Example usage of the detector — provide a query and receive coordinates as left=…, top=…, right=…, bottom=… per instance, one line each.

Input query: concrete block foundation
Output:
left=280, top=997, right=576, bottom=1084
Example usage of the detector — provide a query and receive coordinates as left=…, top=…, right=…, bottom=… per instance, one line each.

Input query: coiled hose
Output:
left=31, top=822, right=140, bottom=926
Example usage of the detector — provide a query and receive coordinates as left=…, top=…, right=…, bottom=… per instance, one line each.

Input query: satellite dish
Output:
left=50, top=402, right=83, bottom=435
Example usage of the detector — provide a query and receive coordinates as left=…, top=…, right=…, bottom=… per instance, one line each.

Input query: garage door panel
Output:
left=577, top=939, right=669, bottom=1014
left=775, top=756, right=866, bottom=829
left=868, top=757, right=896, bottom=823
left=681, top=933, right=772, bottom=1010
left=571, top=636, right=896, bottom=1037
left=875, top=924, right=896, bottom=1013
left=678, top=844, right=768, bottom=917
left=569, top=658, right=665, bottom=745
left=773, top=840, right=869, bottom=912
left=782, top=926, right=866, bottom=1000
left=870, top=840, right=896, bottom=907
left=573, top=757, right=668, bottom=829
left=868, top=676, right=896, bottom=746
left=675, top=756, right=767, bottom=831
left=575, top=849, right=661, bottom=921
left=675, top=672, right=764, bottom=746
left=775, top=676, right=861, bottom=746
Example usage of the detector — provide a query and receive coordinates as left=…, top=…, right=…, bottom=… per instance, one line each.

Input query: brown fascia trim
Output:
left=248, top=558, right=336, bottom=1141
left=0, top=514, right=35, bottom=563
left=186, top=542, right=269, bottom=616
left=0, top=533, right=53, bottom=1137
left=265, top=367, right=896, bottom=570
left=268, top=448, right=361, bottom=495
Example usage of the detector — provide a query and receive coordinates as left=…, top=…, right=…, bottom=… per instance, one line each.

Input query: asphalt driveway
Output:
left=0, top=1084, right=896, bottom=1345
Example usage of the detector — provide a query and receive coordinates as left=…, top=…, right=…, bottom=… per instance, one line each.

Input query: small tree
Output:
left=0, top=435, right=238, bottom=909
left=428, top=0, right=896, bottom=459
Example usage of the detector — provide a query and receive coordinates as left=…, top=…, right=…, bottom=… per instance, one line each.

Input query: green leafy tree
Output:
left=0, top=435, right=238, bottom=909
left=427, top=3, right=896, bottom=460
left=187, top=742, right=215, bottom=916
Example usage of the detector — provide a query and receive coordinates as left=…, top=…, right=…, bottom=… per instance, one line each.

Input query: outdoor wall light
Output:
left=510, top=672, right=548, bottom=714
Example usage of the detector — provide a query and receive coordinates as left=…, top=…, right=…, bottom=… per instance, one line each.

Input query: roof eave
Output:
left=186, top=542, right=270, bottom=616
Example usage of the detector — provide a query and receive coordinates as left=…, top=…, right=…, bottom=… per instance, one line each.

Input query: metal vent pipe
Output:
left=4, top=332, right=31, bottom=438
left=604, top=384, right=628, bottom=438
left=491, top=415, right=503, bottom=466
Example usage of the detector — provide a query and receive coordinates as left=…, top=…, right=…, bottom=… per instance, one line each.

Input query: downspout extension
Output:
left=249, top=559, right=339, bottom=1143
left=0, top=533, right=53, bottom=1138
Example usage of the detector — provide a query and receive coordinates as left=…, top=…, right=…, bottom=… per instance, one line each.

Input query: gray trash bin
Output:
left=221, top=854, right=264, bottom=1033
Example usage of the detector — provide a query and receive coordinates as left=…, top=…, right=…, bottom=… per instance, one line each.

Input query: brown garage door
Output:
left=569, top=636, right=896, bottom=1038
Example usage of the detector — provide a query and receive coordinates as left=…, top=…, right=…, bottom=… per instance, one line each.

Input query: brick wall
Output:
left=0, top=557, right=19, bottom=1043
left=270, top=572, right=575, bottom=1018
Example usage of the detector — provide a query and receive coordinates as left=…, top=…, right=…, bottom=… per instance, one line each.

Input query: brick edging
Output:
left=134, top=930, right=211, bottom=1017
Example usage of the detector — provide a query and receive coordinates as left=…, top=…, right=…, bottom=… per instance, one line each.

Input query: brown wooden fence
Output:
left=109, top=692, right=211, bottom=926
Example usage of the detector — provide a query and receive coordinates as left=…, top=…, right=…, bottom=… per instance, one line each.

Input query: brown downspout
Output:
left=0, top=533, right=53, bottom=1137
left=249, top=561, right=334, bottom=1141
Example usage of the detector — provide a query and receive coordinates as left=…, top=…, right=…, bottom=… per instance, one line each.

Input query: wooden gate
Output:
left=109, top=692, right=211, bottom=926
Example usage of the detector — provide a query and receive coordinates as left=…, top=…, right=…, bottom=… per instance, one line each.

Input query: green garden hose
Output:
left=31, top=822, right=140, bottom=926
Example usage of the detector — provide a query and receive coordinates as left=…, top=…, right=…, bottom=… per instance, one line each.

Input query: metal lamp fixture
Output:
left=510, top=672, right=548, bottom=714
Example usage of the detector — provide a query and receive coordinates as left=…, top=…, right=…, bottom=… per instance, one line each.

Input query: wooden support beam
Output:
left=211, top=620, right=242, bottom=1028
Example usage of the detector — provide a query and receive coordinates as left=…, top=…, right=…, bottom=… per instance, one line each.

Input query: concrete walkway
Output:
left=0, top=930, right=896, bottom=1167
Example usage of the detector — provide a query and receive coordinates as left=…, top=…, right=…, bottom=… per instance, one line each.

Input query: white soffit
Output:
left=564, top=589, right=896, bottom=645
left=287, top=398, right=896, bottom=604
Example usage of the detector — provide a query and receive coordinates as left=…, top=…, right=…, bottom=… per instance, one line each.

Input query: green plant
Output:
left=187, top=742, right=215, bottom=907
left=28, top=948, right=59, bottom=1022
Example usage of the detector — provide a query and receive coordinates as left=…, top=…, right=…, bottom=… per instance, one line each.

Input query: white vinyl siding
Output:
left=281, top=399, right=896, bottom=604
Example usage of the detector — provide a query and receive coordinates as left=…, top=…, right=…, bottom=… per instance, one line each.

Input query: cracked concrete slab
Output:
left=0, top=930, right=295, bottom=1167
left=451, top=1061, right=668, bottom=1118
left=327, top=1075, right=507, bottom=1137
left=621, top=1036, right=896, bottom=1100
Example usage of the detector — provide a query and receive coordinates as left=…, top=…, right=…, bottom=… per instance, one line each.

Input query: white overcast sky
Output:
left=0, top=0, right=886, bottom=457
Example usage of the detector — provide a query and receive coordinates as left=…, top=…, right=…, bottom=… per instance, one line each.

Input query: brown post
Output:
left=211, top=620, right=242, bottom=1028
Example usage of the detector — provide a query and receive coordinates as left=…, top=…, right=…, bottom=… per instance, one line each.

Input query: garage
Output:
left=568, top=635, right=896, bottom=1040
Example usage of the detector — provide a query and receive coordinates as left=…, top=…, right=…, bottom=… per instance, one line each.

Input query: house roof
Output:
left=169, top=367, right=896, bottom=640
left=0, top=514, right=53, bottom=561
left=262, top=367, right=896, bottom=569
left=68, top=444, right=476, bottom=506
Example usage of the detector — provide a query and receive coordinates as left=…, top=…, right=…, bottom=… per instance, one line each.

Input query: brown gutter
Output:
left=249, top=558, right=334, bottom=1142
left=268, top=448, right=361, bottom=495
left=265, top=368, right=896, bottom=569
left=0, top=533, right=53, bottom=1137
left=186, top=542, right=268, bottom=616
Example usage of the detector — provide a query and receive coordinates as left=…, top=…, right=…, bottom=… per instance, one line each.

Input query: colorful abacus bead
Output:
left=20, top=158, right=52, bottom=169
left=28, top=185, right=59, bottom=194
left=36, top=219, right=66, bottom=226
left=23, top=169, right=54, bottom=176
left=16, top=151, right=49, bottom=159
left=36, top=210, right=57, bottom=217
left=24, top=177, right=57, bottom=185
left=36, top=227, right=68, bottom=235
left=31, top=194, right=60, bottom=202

### [Problem statement]
Reproduce the lines above verbatim, beginning with the first line and continuing through the line that contains "left=0, top=1084, right=896, bottom=1345", with that line included.

### [Solution to this problem]
Example usage of the detector — provide a query and receive coordinates as left=…, top=…, right=…, bottom=… per instance, one line each.

Input query: concrete block foundation
Output:
left=280, top=997, right=576, bottom=1084
Example usage of the detector — provide a query and receive coordinates as left=…, top=…, right=…, bottom=… per instance, one line each.

Input query: coiled hose
Output:
left=31, top=822, right=140, bottom=926
Example usage of the detector — provide a query and receive coordinates as left=…, top=…, right=…, bottom=… per instance, one line each.

Input query: satellite dish
Output:
left=50, top=402, right=83, bottom=435
Example usage of the detector — provide a query and receive coordinates as left=…, top=…, right=…, bottom=… per instance, one line each.

Input query: garage door panel
Output:
left=577, top=939, right=669, bottom=1014
left=775, top=756, right=866, bottom=829
left=868, top=757, right=896, bottom=823
left=681, top=933, right=772, bottom=1010
left=571, top=636, right=896, bottom=1037
left=875, top=924, right=896, bottom=1013
left=678, top=844, right=768, bottom=917
left=569, top=658, right=665, bottom=745
left=773, top=840, right=869, bottom=912
left=782, top=926, right=866, bottom=1000
left=870, top=840, right=896, bottom=907
left=573, top=757, right=668, bottom=829
left=868, top=676, right=896, bottom=746
left=675, top=756, right=767, bottom=831
left=575, top=849, right=661, bottom=921
left=675, top=672, right=764, bottom=746
left=775, top=676, right=861, bottom=746
Example usage of the detector — provide a query and receive coordinates as left=…, top=…, right=…, bottom=… per instance, one line each.

Input query: brown fascia trim
Output:
left=248, top=558, right=336, bottom=1141
left=0, top=514, right=35, bottom=563
left=186, top=542, right=269, bottom=616
left=0, top=533, right=53, bottom=1137
left=265, top=367, right=896, bottom=570
left=268, top=448, right=361, bottom=495
Example usage of the detector — provide a query and receive coordinates as left=…, top=…, right=…, bottom=… per instance, one line each.

Input query: asphalt driveway
Output:
left=0, top=1084, right=896, bottom=1345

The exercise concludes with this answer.